[Stored entries]
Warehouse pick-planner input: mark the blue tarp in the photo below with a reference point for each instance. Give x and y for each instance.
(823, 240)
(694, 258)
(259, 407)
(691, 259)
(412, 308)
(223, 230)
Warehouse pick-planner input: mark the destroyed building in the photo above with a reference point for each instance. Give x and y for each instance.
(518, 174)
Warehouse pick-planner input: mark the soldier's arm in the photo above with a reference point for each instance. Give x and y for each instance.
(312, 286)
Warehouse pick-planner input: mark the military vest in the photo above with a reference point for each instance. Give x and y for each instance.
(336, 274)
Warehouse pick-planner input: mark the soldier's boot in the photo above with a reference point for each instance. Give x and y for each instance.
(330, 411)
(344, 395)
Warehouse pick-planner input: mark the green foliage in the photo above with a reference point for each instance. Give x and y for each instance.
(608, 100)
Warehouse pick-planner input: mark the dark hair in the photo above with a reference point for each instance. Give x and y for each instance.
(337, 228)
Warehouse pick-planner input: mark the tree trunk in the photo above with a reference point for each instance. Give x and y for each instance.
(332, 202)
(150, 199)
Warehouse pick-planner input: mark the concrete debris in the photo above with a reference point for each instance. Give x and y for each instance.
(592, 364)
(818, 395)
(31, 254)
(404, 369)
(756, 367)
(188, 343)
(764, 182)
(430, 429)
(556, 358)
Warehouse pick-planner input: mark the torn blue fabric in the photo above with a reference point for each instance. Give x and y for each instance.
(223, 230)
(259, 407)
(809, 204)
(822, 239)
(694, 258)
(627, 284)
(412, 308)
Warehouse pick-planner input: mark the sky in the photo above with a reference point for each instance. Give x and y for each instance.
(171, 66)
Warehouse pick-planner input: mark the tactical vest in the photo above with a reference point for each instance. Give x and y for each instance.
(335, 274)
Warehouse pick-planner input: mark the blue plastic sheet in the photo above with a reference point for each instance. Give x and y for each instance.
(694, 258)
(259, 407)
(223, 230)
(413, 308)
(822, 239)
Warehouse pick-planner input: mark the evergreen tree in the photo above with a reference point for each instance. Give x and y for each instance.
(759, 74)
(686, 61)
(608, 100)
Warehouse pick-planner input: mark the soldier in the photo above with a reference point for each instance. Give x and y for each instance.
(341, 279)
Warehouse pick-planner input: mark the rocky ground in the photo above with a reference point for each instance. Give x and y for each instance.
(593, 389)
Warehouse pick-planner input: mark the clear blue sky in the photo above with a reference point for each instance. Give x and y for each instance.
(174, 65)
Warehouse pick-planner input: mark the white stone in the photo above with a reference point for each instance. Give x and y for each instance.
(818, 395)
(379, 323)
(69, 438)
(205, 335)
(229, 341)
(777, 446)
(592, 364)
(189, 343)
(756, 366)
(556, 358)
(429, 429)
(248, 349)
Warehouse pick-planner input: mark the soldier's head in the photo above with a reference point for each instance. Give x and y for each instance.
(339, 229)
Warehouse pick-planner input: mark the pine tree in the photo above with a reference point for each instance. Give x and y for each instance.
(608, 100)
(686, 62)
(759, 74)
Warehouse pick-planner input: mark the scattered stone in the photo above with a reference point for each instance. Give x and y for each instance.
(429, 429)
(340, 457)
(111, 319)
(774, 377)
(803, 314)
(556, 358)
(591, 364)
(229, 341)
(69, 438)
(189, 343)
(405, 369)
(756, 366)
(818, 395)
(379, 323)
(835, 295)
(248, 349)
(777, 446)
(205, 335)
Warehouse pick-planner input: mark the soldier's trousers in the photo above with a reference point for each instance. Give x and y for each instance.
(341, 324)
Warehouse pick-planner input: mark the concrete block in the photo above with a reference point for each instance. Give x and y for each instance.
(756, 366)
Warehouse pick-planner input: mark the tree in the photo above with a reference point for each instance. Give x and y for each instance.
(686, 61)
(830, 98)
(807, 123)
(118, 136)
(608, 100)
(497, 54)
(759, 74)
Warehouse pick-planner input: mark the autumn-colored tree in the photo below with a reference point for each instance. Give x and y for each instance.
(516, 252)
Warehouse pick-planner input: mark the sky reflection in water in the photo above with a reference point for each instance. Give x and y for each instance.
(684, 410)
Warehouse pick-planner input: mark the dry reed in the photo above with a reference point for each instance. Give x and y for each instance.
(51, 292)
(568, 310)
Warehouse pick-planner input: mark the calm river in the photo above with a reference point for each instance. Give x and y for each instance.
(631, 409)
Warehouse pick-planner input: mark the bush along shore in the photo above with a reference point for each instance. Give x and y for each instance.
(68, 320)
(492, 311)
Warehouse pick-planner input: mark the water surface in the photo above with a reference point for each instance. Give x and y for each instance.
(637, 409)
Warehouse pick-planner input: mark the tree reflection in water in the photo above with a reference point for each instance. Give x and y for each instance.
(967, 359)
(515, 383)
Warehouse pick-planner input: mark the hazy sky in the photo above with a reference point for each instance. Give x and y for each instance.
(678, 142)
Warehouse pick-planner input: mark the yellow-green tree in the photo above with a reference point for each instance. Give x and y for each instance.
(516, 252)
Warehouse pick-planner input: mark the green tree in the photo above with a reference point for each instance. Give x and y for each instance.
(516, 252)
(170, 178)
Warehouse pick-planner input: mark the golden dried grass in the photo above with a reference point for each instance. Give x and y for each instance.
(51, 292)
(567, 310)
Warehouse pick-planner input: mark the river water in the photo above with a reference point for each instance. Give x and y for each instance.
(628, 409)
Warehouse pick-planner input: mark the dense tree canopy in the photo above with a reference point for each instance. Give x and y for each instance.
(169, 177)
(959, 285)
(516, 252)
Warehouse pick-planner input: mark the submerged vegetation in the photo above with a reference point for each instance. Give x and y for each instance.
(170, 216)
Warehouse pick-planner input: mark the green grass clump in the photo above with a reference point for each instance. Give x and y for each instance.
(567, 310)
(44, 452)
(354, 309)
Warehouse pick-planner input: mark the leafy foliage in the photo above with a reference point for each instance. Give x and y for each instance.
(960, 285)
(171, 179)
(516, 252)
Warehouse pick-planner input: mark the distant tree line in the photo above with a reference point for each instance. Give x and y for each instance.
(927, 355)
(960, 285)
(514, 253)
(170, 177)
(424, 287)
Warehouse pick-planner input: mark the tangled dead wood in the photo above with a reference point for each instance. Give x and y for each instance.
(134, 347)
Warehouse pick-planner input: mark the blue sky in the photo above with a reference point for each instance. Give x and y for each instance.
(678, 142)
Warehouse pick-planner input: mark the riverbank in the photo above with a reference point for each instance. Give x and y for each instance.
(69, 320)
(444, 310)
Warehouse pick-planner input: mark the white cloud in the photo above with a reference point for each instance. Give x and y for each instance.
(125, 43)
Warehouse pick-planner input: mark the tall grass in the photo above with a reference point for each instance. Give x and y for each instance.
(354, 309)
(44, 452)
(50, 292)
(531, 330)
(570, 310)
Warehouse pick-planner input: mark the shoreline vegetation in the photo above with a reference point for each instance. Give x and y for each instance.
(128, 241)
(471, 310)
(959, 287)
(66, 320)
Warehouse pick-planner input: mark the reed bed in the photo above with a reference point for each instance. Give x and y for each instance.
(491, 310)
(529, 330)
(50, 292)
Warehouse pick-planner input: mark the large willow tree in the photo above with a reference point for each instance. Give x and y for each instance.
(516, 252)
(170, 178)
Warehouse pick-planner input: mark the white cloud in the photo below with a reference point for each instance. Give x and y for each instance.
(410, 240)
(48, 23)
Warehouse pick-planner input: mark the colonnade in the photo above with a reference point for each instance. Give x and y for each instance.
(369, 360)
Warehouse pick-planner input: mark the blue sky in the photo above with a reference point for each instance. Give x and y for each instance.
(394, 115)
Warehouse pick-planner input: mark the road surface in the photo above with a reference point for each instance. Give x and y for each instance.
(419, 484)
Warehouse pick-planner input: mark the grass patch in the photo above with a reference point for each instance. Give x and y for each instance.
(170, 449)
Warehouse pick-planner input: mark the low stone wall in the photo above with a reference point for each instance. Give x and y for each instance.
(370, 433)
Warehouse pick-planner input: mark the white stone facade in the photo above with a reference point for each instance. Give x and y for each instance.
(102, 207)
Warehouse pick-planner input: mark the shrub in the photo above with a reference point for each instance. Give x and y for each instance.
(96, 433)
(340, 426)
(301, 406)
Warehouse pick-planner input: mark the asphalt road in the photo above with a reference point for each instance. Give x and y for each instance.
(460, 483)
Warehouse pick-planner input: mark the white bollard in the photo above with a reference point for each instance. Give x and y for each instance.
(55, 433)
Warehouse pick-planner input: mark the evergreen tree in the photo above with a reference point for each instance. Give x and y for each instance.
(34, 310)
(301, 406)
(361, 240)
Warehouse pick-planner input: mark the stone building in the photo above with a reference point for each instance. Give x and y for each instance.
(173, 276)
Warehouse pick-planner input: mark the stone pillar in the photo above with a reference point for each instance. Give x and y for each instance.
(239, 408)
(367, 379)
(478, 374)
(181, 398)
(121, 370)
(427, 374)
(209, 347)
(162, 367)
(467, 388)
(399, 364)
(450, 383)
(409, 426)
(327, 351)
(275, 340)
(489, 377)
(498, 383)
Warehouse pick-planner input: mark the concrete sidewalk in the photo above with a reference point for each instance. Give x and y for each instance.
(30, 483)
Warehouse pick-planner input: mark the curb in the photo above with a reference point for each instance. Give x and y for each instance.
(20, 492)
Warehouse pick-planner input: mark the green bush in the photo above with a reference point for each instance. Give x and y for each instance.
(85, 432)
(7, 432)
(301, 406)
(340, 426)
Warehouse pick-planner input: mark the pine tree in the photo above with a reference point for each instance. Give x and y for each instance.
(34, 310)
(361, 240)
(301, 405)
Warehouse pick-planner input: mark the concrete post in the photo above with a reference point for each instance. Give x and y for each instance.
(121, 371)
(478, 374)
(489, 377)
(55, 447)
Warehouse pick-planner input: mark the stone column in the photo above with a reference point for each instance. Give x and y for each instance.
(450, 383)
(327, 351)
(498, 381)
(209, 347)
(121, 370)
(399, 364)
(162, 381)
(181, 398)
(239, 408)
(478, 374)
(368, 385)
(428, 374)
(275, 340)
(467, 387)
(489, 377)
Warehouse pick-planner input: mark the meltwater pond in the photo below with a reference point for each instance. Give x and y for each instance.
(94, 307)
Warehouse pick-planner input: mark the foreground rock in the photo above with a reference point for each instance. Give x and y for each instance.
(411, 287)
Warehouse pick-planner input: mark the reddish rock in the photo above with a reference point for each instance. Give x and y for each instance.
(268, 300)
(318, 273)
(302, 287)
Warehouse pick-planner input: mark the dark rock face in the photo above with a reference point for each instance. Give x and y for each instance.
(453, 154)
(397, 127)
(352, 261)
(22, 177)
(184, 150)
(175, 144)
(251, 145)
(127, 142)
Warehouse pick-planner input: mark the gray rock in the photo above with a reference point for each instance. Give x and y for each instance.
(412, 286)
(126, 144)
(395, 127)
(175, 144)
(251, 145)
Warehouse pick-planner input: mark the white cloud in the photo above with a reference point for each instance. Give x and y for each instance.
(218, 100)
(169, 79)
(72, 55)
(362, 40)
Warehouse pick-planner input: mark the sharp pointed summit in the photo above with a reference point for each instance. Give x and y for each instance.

■ DIRECTIONS:
Quote, word for word, every line starting at the one that contains "Warehouse pick-planner input: mark the reddish" and ending with the final line of the entries.

■ RESULT:
Warehouse pick-planner input: mark the reddish rock in the photo above with a reference point for each instance. Give x and y for each instance.
(268, 300)
(318, 273)
(302, 287)
Warehouse pick-planner input: mark the dark rock face in the photo above with a reference point for each instance. Give x and y for each instance.
(453, 154)
(397, 127)
(352, 261)
(22, 177)
(184, 150)
(175, 144)
(251, 145)
(127, 142)
Warehouse pick-planner input: mark the gray rock in the photo above with a reference point for each instance. Give x and y for each instance.
(412, 286)
(126, 144)
(395, 127)
(175, 144)
(251, 145)
Warehouse pick-planner input: mark the white cloud in the photo above with a reference point for each instance. Give x and y for each instance.
(218, 100)
(169, 79)
(72, 55)
(362, 40)
Warehouse pick-planner input: mark the sharp pointed summit in the photo above with a reference point for each instance. Give x and y for each instance.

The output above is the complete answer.